▶ **TAREFA PEDIDA A**
Reproduz sem alterações as linhas dos registos, começando na linha com "Locate the smaller" e seguindo até à linha com "20;444;813;547", ambas incluídas.

▶ **EXCERTO DO TEXTO**
********
Na versão final esta formulação foi alterada, adiantou ao PÚBLICO Maria de Belém, alegando que se tratou de “um aperfeiçoamento na sequência da discussão pública”, uma mudança que fazia sentido porque uma lei de bases não tem que se referir a questões contratuais. Mas não especificou como ficou a formulação final. Notando que a Constituição fala na articulação dos três sectores (público, privado e social), a ex-ministra da Saúde lembra que o BE, na sua proposta, defende que "se deve proibir a intervenção dos privados”, o que “não é possível”. 

Em Junho, e percebendo que o texto de Belém não punha de parte as Parcerias Público-Privadas  (PPP) na saúde e não acabava com as taxas moderadoras, o Bloco considerou-o insuficiente. No Parlamento, os bloquistas também aceitaram que a sua proposta baixasse à comissão sem votação, evitando aos socialistas o embaraço de votarem contra uma Lei de Bases – a do BE – feita por um histórico socialista, António Arnaut, que é considerado o “pai” do Serviço Nacional de Saúde (SNS).
********
▶ **DADOS APRESENTADOS**
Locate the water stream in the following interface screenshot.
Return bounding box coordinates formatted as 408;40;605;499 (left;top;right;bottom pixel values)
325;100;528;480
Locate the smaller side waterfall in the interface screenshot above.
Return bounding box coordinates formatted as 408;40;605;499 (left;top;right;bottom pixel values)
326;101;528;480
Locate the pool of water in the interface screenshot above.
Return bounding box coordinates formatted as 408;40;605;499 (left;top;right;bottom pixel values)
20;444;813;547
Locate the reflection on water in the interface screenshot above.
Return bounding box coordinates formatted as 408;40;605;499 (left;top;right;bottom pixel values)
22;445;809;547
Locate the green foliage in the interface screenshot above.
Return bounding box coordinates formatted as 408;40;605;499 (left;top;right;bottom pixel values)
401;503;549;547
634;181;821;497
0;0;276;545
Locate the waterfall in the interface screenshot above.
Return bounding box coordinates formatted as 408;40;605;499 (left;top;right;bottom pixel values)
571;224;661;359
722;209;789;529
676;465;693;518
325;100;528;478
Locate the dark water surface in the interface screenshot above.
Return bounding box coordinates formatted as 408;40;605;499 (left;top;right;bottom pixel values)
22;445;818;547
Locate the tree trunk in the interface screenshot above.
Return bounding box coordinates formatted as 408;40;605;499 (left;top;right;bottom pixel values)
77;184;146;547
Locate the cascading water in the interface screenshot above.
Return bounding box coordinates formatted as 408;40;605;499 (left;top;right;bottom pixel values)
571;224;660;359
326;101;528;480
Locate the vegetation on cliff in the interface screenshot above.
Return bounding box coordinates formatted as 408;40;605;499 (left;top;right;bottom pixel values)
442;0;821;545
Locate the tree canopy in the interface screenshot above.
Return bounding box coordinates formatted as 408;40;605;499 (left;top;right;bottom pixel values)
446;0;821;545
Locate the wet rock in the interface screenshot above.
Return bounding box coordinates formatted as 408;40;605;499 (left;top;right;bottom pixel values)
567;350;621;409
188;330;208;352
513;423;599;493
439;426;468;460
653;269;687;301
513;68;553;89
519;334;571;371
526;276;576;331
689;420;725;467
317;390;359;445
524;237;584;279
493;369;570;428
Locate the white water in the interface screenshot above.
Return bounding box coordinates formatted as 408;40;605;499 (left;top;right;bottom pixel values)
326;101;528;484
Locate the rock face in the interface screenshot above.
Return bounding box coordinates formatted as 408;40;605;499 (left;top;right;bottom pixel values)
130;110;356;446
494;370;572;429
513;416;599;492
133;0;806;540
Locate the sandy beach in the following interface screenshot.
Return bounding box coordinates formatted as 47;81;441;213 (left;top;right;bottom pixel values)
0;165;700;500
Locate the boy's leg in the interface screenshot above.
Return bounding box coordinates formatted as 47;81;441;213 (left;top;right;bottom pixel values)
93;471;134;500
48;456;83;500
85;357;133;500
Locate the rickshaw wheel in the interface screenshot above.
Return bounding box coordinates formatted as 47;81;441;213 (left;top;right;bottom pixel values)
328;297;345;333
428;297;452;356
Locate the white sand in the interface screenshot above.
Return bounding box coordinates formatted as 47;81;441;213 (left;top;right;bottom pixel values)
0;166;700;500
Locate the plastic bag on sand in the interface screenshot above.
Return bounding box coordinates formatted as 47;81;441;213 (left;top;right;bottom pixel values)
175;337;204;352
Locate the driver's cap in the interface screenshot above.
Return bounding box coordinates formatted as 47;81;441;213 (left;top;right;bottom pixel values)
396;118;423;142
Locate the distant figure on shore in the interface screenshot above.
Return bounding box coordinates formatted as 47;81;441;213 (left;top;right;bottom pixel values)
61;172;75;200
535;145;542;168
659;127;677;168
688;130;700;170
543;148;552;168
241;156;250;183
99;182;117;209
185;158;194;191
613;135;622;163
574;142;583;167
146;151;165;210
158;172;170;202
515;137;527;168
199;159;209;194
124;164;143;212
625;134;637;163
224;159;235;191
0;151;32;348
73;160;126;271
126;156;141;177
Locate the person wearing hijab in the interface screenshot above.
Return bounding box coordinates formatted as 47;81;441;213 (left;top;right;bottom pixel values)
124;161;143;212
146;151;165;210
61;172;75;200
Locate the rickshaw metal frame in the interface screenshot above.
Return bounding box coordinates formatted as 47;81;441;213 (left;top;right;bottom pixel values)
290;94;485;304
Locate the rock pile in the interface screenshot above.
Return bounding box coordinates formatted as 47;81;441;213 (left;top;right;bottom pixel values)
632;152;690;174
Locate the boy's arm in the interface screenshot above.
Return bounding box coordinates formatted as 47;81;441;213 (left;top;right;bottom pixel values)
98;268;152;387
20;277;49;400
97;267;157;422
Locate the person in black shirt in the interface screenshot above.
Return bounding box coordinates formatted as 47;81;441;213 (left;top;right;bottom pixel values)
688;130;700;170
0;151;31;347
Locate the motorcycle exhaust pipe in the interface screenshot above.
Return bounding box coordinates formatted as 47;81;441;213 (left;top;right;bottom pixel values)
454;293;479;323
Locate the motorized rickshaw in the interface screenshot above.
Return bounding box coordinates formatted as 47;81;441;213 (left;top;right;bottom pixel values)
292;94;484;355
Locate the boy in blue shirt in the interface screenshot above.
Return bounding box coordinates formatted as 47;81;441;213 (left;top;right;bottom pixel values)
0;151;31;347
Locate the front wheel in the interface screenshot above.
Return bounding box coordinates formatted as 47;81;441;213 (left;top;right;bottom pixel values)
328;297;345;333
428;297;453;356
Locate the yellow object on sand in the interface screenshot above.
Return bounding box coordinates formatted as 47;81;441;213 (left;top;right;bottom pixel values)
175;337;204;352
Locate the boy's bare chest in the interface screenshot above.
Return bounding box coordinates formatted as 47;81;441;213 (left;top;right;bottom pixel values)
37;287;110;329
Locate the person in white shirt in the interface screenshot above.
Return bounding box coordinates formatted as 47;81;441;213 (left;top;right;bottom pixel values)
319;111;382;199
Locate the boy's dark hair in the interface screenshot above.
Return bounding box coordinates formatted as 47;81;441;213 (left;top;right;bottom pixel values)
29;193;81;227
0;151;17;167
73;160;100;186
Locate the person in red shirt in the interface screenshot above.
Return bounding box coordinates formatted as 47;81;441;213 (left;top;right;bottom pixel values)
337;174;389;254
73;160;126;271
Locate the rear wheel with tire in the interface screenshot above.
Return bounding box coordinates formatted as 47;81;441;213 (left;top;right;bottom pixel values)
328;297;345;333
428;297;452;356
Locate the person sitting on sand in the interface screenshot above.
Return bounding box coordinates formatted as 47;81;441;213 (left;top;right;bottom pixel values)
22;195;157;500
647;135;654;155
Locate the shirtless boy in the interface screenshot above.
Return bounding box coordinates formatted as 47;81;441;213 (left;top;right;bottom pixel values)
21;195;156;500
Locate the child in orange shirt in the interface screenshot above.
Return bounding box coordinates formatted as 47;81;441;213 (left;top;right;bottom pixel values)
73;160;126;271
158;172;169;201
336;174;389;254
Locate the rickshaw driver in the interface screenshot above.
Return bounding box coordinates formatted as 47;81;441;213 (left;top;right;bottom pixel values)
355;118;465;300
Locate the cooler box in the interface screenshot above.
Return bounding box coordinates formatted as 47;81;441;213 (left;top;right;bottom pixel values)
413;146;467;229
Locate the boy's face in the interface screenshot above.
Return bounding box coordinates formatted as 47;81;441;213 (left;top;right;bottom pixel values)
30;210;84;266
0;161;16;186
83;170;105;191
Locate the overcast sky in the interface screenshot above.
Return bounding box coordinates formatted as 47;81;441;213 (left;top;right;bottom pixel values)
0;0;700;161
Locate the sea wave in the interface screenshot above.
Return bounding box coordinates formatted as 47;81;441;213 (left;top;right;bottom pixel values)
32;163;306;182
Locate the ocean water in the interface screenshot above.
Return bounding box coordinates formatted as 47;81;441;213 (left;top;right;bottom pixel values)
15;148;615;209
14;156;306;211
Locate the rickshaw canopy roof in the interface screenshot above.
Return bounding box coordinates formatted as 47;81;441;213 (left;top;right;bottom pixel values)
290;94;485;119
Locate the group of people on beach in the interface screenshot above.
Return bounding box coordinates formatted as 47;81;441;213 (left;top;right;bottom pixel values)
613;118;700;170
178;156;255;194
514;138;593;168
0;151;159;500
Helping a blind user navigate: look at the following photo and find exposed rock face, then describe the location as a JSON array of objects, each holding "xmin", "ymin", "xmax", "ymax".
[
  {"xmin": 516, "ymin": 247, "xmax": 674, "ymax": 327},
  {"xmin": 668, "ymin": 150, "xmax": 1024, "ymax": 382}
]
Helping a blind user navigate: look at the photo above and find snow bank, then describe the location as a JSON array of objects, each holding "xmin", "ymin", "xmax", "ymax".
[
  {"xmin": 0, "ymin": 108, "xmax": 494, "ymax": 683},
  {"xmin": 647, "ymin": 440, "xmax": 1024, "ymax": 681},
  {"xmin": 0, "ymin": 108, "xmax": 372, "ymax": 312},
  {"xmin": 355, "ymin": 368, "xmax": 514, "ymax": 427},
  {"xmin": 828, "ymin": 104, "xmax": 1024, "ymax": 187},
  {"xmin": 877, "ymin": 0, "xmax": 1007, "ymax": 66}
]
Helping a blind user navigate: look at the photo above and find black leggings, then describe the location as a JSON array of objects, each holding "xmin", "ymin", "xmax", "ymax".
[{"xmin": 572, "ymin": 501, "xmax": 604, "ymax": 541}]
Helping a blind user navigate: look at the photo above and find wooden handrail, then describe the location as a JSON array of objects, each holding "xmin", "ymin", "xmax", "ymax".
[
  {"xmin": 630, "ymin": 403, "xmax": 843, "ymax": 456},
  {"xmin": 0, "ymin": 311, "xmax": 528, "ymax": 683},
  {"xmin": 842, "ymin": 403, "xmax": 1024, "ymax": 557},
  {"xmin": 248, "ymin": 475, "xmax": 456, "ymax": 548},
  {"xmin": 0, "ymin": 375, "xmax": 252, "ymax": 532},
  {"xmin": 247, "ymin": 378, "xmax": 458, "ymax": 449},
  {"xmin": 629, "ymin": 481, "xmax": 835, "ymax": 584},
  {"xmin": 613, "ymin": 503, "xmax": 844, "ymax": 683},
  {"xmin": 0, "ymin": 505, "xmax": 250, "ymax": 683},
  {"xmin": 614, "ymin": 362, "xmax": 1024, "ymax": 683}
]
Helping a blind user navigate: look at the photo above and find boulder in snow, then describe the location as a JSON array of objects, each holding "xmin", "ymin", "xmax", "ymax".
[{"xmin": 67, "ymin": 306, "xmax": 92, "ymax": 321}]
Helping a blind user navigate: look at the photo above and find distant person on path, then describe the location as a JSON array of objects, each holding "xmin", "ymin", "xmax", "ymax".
********
▶ **TAREFA PEDIDA B**
Transcreve sem mudar nada o trecho do texto sobre a Lei de Bases da Saúde, começando em "Em Junho, e" e seguindo até "de Saúde (SNS).".

▶ **RESPOSTA A**
Locate the smaller side waterfall in the interface screenshot above.
Return bounding box coordinates formatted as 408;40;605;499 (left;top;right;bottom pixel values)
326;101;528;480
Locate the pool of water in the interface screenshot above.
Return bounding box coordinates formatted as 408;40;605;499 (left;top;right;bottom pixel values)
20;444;813;547

▶ **RESPOSTA B**
Em Junho, e percebendo que o texto de Belém não punha de parte as Parcerias Público-Privadas  (PPP) na saúde e não acabava com as taxas moderadoras, o Bloco considerou-o insuficiente. No Parlamento, os bloquistas também aceitaram que a sua proposta baixasse à comissão sem votação, evitando aos socialistas o embaraço de votarem contra uma Lei de Bases – a do BE – feita por um histórico socialista, António Arnaut, que é considerado o “pai” do Serviço Nacional de Saúde (SNS).